**WHAT THE TASK ASKS**
Copy out every line of the data below, word for word, from the first line to the last.

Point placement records

—————

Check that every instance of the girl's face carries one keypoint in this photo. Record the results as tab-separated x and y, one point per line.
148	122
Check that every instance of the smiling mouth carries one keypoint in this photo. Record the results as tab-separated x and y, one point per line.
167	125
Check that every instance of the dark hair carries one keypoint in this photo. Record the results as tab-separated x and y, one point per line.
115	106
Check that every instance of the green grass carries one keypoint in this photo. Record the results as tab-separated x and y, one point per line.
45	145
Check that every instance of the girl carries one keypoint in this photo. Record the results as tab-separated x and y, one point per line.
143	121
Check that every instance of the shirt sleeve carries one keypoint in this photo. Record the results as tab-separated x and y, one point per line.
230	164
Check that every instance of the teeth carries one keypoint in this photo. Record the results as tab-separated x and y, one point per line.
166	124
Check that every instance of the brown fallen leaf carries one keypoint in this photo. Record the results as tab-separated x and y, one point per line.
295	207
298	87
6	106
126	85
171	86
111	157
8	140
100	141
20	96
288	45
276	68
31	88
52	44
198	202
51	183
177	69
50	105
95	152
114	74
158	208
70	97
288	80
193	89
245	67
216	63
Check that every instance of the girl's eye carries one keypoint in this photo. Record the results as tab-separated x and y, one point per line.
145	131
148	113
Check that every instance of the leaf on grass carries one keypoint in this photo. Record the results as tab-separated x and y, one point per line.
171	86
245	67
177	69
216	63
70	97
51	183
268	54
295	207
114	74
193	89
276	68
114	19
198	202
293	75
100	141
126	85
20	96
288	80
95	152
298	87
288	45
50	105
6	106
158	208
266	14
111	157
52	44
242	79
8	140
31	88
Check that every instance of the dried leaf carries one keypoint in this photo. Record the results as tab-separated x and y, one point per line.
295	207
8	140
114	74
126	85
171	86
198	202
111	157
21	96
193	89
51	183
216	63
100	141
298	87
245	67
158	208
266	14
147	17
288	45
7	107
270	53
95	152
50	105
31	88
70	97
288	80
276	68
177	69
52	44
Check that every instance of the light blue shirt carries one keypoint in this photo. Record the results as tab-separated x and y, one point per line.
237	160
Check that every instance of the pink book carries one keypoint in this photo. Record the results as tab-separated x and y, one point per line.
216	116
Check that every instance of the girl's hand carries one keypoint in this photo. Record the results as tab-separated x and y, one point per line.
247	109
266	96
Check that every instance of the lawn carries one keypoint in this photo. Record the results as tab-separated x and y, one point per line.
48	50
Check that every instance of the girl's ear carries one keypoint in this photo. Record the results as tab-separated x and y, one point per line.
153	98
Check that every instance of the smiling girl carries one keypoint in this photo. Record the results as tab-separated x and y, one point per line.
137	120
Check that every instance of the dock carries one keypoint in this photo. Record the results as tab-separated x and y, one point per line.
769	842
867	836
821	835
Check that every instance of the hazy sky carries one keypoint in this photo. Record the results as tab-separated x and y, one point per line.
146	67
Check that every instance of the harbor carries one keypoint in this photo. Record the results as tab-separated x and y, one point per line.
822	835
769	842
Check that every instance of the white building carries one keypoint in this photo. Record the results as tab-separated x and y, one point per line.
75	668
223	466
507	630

—————

**WRITTEN SOLUTION**
Check that every instance of the girl's face carries one keypoint in this photo. Record the results as tab-separated x and y, one point per line.
148	122
Check that every instance of the smiling mouth carries one keypoint in this photo. Record the results as tab-separated x and y, one point per line.
167	125
Check that every instance of the dark hair carries one keypoint in this photo. Record the results as tab-separated x and y, one point per line.
115	106
Check that every instance of the green grass carries one keypoint in this photo. Record the results as tab-separated x and y, one point per line.
45	145
Check that every instance of the girl carries one keypoint in this photo. Record the results as tab-separated x and y, one point per line.
143	121
Check that every instance of the shirt sleeve carries one keypoint in this photo. Record the results as tab-separated x and y, one point per line.
230	164
Check that every instance of the teeth carries one keypoint in this photo. Record the results as tab-separated x and y, one point per line.
166	124
Check that every instance of the brown fallen leaf carries one keypoint in this photo. Record the results as tab-separated x and y, one point per line.
295	207
298	87
6	106
126	85
171	86
111	157
8	140
100	141
20	96
288	45
276	68
31	88
52	44
198	202
51	183
177	69
50	105
95	152
114	74
158	208
70	97
288	80
193	89
245	67
216	63
Check that every instance of the girl's eye carries one keypoint in this photo. Record the results as tab-separated x and y, one point per line.
145	131
148	113
Check that every instance of the leaf on grass carries one keypoint in this photo. Record the results as tab-separated x and y, one point per line.
171	86
245	67
177	69
216	63
70	97
51	183
268	54
295	207
114	74
193	89
276	68
114	19
198	202
293	75
100	141
126	85
20	96
288	80
95	152
298	87
288	45
50	105
6	106
158	208
266	14
111	157
52	44
242	79
8	140
31	88
Check that every instance of the dried leaf carries one keypoint in this photo. Record the results as tab-separated x and y, one point per line.
295	207
8	140
114	74
126	85
171	86
198	202
111	157
21	96
193	89
51	183
216	63
100	141
298	87
245	67
158	208
266	14
147	17
288	45
7	107
270	53
95	152
50	105
31	88
70	97
288	80
276	68
177	69
52	44
Check that every instance of the light blue shirt carries one keypoint in this photo. Record the results as tab-separated x and y, one point per line.
237	160
Check that every instance of the pink book carries one keypoint in this photo. Record the results as tab-separated x and y, one point per line.
216	116
Check that every instance of the girl's hand carries one keypoint in this photo. Record the results as tab-separated x and y, one point per line.
247	109
266	96
Check that every instance of the lawn carries one keypoint in this photo. Record the results as tab-separated x and y, one point per line.
48	50
Check that every instance of the girl's ear carries one keypoint in this photo. Record the results as tab-separated x and y, one point per line.
153	98
Check that every instance of the smiling girl carries one keypoint in this photo. Record the results as tab-separated x and y, one point per line.
137	120
Check that every instance of the dock carries one keypoint in this photo. Record the results as tab-separated x and y, one point per line.
769	842
867	836
821	835
Check that every instance of the hazy sky carries one keypoint in this photo. Record the results as tab-separated x and y, one point per line.
146	67
Check that every instance of the harbor carries one keypoint in this photo. Record the results as tab-separated x and y, one point per line.
822	835
769	842
Check that every instance of the white building carries one keypoint in this photo. Record the results as tab-separated x and y, one point per line.
75	668
223	466
507	630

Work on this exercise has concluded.